> What you need to do
Copy the entire listing below word for word, leaving out the pictures.

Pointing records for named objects

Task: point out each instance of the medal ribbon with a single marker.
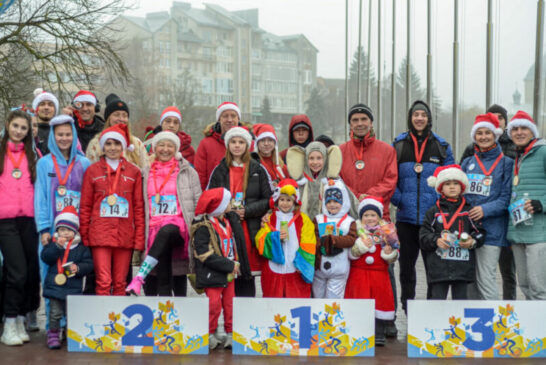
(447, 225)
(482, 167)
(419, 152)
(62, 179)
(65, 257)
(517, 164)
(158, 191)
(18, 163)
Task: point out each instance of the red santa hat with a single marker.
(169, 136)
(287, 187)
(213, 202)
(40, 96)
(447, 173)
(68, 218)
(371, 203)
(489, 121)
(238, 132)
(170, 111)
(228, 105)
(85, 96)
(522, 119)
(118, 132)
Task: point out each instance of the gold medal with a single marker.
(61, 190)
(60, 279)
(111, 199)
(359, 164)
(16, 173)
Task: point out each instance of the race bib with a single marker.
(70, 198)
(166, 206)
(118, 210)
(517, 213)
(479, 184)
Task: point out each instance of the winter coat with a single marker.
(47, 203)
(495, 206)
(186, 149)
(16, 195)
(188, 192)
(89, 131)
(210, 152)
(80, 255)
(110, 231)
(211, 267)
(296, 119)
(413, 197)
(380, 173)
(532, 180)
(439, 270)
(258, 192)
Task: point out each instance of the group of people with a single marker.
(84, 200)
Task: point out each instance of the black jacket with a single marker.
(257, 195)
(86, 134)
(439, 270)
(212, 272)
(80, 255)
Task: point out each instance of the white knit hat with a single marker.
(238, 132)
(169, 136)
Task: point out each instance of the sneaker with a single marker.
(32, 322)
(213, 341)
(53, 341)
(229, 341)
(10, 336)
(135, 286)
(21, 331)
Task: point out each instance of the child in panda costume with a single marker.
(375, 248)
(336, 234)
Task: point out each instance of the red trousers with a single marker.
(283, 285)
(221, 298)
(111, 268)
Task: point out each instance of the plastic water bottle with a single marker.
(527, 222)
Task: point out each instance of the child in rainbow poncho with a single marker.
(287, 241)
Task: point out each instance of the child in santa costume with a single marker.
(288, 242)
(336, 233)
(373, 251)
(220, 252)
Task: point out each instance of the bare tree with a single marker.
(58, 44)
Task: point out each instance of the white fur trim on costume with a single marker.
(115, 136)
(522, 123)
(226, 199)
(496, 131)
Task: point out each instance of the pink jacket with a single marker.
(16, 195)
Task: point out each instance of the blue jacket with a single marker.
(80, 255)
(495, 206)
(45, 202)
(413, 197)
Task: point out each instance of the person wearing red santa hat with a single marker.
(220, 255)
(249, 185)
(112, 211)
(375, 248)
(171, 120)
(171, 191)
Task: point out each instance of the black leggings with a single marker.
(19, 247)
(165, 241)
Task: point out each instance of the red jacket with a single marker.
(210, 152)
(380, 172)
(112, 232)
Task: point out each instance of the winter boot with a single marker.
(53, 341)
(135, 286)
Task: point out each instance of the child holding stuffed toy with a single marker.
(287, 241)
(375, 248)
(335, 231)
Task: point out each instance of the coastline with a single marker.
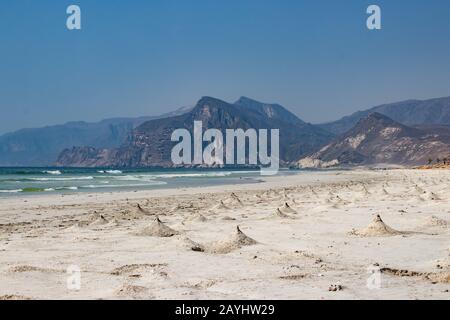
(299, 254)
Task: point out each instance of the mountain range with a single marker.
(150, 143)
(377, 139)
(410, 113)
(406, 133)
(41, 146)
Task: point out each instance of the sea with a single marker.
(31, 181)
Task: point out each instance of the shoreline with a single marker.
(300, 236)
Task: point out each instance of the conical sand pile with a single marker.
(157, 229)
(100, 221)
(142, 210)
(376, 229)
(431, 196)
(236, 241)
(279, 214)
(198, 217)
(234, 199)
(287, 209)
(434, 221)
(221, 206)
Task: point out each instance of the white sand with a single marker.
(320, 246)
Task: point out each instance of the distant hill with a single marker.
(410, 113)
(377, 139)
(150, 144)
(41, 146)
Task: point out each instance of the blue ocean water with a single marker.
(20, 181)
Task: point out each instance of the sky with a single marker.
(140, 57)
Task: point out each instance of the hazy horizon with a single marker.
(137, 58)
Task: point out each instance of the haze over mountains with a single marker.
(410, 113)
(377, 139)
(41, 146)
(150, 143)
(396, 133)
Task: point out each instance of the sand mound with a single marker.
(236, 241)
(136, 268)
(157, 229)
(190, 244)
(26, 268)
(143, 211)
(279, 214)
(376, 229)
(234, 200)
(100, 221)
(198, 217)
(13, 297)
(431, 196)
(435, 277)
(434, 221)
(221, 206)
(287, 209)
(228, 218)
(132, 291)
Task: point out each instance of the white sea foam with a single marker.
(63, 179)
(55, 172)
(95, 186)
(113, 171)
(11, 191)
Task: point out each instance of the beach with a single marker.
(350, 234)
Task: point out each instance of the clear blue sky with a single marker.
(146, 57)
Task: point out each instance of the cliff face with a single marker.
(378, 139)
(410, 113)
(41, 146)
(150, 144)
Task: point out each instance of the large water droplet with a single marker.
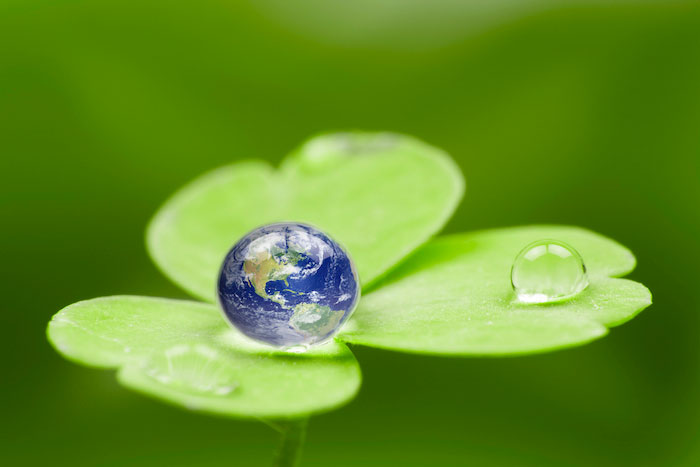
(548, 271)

> Response to this task
Task: point out each instance of the medal ribbon with a single marker.
(447, 225)
(482, 167)
(419, 152)
(62, 179)
(65, 257)
(517, 164)
(158, 191)
(18, 163)
Task: point out each instance of the red santa hat with a single marker.
(169, 136)
(287, 187)
(213, 202)
(40, 96)
(447, 173)
(68, 218)
(371, 203)
(489, 121)
(238, 132)
(170, 111)
(228, 105)
(85, 96)
(522, 119)
(118, 132)
Task: point out each instance of the gold medal with a single marker.
(61, 190)
(60, 279)
(111, 199)
(359, 164)
(16, 173)
Task: point out each instance of the race bib with a single marker.
(70, 198)
(166, 206)
(118, 210)
(517, 213)
(479, 184)
Task: point out each instance of the winter coat with a single marker.
(47, 203)
(495, 206)
(186, 149)
(16, 195)
(188, 192)
(89, 131)
(210, 152)
(80, 255)
(110, 231)
(211, 267)
(296, 119)
(413, 197)
(380, 173)
(532, 180)
(439, 270)
(258, 192)
Task: point out each instance of the group of people with a single marker.
(84, 200)
Task: point out each instance of the black jacket with a single marker.
(257, 195)
(86, 134)
(439, 270)
(212, 272)
(80, 255)
Task: point out each instance of the white knit hat with a single marker.
(238, 132)
(169, 136)
Task: point out each instance of the sneaker with a single marker.
(32, 322)
(213, 341)
(53, 341)
(229, 341)
(10, 336)
(135, 286)
(21, 331)
Task: point out each instance of the child in panda costume with a single marker.
(375, 248)
(336, 234)
Task: point out each instance of the red trousers with a single marker.
(283, 285)
(221, 298)
(111, 268)
Task: point out each instance of the plastic water bottle with a single marker.
(527, 222)
Task: point out each instance of the child in rainbow poncho with a single marker.
(287, 241)
Task: point out each instance of the child in santa costume with a single marker.
(288, 242)
(336, 233)
(373, 251)
(220, 252)
Task: point out each instance of the bare tree with a single marker.
(58, 44)
Task: point out each instance of the white fur trim on costume with a single marker.
(115, 136)
(522, 123)
(226, 199)
(496, 131)
Task: point out each instance of the pink jacket with a single marker.
(16, 195)
Task: point out each instance of the blue jacket with a single marker.
(80, 255)
(495, 206)
(45, 202)
(413, 197)
Task: point out each instance of the person wearing red santa hat with a single marker.
(220, 255)
(249, 185)
(112, 211)
(375, 248)
(171, 120)
(171, 191)
Task: point out each instance of the black leggings with a single marker.
(19, 247)
(165, 241)
Task: point out each instance of the red jacket with a single marker.
(210, 152)
(380, 172)
(112, 232)
Task: point out each instance of the winter boot with a single marker.
(53, 341)
(135, 286)
Task: point out each instance of the child holding stuffed toy with a single marker.
(287, 241)
(375, 248)
(335, 231)
Task: point out each instance of the coastline with a single marker.
(299, 254)
Task: point out each instance of the mountain range with a single marker.
(150, 143)
(377, 139)
(410, 113)
(406, 133)
(41, 146)
Task: point out each instance of the sea with a single marker.
(31, 181)
Task: point out each instance of the shoreline with a single marker.
(300, 236)
Task: point out each instance of the conical sand pile with a single marker.
(157, 229)
(100, 221)
(142, 210)
(376, 229)
(431, 196)
(236, 241)
(279, 214)
(198, 217)
(234, 199)
(287, 209)
(434, 221)
(221, 206)
Task: point out each instance of the white sand with a single marker.
(320, 246)
Task: point out each instance of the distant hill with a single marker.
(410, 113)
(377, 139)
(150, 144)
(41, 146)
Task: point out each instance of the blue ocean water with a single marker.
(20, 181)
Task: point out each instance of the sky with a single marker.
(140, 57)
Task: point out each instance of the hazy horizon with a single marker.
(137, 58)
Task: point out each instance of the haze over mountains with a single marker.
(410, 113)
(377, 139)
(41, 146)
(150, 143)
(396, 133)
Task: point out each instance of the sand mound with a single marker.
(236, 241)
(136, 268)
(157, 229)
(190, 244)
(26, 268)
(143, 211)
(279, 214)
(376, 229)
(234, 200)
(100, 221)
(198, 217)
(13, 297)
(431, 196)
(435, 277)
(434, 221)
(221, 206)
(287, 209)
(228, 218)
(132, 291)
Task: point out each instance of the white sea foam with a single marker.
(63, 179)
(55, 172)
(95, 186)
(113, 171)
(11, 191)
Task: point out each instance of the beach with a single marker.
(350, 234)
Task: point out each instance of the clear blue sky with a single marker.
(146, 57)
Task: point out each instance of the cliff face with a single marker.
(378, 139)
(410, 113)
(41, 146)
(150, 144)
Task: point out each instance of the large water droplet with a single marker.
(548, 271)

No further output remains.